» What you are asked to do
Your answer must be the full set of records, repeated exactly.

» Record set
<<<<
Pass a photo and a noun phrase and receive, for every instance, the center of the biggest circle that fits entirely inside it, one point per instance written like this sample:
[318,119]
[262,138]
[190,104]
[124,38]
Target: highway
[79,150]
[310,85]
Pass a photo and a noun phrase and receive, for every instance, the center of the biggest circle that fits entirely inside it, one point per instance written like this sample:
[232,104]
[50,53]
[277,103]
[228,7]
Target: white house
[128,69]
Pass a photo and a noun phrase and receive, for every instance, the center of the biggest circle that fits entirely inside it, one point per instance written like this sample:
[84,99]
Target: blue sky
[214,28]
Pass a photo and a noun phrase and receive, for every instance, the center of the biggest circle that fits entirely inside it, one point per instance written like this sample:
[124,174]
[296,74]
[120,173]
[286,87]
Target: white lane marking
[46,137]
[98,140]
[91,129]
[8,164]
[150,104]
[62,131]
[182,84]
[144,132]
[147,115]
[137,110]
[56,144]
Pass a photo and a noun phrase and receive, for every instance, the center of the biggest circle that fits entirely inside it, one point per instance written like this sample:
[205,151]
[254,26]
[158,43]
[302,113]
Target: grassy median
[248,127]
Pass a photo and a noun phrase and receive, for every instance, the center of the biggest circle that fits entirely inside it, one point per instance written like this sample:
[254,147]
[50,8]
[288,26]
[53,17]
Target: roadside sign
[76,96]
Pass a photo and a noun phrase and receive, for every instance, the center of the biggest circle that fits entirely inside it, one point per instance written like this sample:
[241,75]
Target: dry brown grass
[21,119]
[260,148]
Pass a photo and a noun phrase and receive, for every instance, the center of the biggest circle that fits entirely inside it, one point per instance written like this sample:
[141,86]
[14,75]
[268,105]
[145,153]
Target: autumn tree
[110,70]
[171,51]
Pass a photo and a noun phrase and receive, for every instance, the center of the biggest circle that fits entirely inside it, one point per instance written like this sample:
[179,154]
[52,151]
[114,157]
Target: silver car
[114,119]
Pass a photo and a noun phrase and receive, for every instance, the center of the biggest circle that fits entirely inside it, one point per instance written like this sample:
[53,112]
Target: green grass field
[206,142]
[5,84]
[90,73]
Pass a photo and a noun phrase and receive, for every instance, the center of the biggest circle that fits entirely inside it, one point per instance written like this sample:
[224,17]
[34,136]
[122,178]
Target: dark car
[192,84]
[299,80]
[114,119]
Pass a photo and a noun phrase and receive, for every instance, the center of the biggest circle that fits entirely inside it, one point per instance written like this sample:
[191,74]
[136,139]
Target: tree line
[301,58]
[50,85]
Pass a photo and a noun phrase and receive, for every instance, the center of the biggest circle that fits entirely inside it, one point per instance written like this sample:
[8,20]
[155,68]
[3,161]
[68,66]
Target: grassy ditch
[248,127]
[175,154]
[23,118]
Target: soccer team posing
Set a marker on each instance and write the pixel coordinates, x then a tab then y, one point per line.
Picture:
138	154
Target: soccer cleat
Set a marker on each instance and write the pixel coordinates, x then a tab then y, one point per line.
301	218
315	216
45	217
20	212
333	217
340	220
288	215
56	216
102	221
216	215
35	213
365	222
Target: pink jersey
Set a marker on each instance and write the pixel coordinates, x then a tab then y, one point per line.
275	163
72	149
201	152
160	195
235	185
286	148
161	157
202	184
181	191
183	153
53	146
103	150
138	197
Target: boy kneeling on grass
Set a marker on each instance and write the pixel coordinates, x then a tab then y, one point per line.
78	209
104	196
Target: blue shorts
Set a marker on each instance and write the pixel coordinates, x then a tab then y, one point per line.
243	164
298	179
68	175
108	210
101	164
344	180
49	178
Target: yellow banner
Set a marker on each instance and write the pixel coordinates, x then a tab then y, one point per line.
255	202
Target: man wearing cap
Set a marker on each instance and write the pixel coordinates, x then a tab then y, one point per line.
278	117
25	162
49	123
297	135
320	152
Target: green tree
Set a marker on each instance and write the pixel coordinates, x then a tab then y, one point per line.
>>>>
» Output of the exercise
Pass a photo and a noun phrase and receive, for every instance, the center of the biggest circle that fits entirely inside it, one point per instance written like this sample:
[318,119]
[262,138]
[190,104]
[124,38]
Target: highway
[79,150]
[310,85]
Pass a photo and a noun phrase and receive, for every instance, the center of the biggest circle that fits entirely inside it, one point per instance written like this sample:
[232,104]
[50,53]
[277,103]
[228,7]
Target: white house
[128,69]
Pass a photo and a noun phrase and receive, for every instance, the center of the biggest circle that fits entirely inside it, one point per instance written like this sample:
[84,99]
Target: blue sky
[214,28]
Pass a photo and a noun phrase and receive, for every instance, the center of the biggest circle that fits entirely inside it, one point per instance written like this sample:
[124,174]
[296,74]
[120,173]
[286,87]
Target: white lane marking
[46,137]
[98,140]
[91,129]
[8,164]
[150,104]
[62,131]
[182,84]
[144,132]
[147,115]
[137,110]
[56,144]
Pass a photo and a noun phrase and receive, for every instance, the center of the biggest circle that fits entirely inside it, one point per instance written like this sample:
[205,151]
[254,26]
[158,43]
[302,113]
Target: grassy median
[248,127]
Pass a photo and a noun phrase and receive, for every instance, the center of the biggest circle that fits entirely inside it, one point per instance written like this sample:
[254,147]
[50,8]
[288,26]
[53,17]
Target: roadside sign
[76,96]
Pass a photo and a noun phrase and receive, for every instance, the center of the biggest circle that fits entirely inside it, one point per instance written like this sample:
[241,75]
Target: dry brown grass
[21,119]
[260,148]
Pass a photo and a noun phrase and receive, for every instance, the center of the biggest circle that fits entirely inside it, one point per instance written like this sample:
[141,86]
[14,75]
[268,105]
[145,153]
Target: autumn tree
[110,70]
[171,51]
Pass a photo and a noun phrase and receive, for every instance, the center of the biggest circle that fits entirely inside it, one point per instance written like this sample:
[179,154]
[52,151]
[114,157]
Target: silver car
[114,119]
Pass a photo and a noun phrase and receive, for every instance, the center of the biggest circle that fits entirely inside it, one point per instance written like this sample:
[53,112]
Target: green grass field
[206,142]
[5,84]
[90,73]
Pass a photo and a noun phrase and receive, for every instance, the center of the biggest circle that fits entirely inside it, one point per instance written like this sample:
[224,17]
[34,136]
[122,178]
Target: dark car
[192,84]
[299,80]
[114,119]
Pass a photo and a noun phrase and receive, for every instance, the center of the biggest circle that fits entirely inside it, one point per instance written like this sample:
[191,74]
[136,139]
Target: tree line
[301,58]
[50,85]
Pass a photo and a noun phrase and receive, for every instance, the center of the biggest circle that fits entirely inside it, one point per instance written like this sample:
[8,20]
[155,68]
[3,161]
[68,66]
Target: grassy ditch
[248,127]
[175,154]
[23,118]
Target: soccer team posing
Set a marker on each instance and write the pixel coordinates, x then a tab then y, one point per line.
Picture:
138	154
Target: soccer cleat
Set a marker on each instance and write the pixel coordinates, x then a tab then y, one point per line.
301	218
315	216
45	217
20	212
333	217
340	220
288	215
56	216
102	221
216	215
35	213
365	222
Target: pink jersey
Set a marker on each instance and write the pixel coordinates, x then a tab then y, one point per line.
275	163
72	149
201	152
160	195
235	185
286	148
161	157
202	184
181	191
183	153
53	146
103	150
138	197
Target: boy kneeling on grass
Set a marker on each instance and write the pixel coordinates, x then a tab then y, one point per line.
78	209
104	196
Target: blue shorts
Set a marker on each instance and write the pixel coordinates, x then a tab then y, one point per line.
243	164
298	179
68	175
108	210
101	164
344	180
49	178
Target: yellow banner
Set a marker on each instance and write the pixel coordinates, x then a tab then y, one point per line.
255	202
Target: man wearing cap
Set a marker on each instance and write the pixel coordinates, x then a tab then y, one point per line.
278	117
25	162
49	123
297	135
320	152
Target: green tree
Set a marker on each instance and write the pixel coordinates, x then a tab then y, one point per line.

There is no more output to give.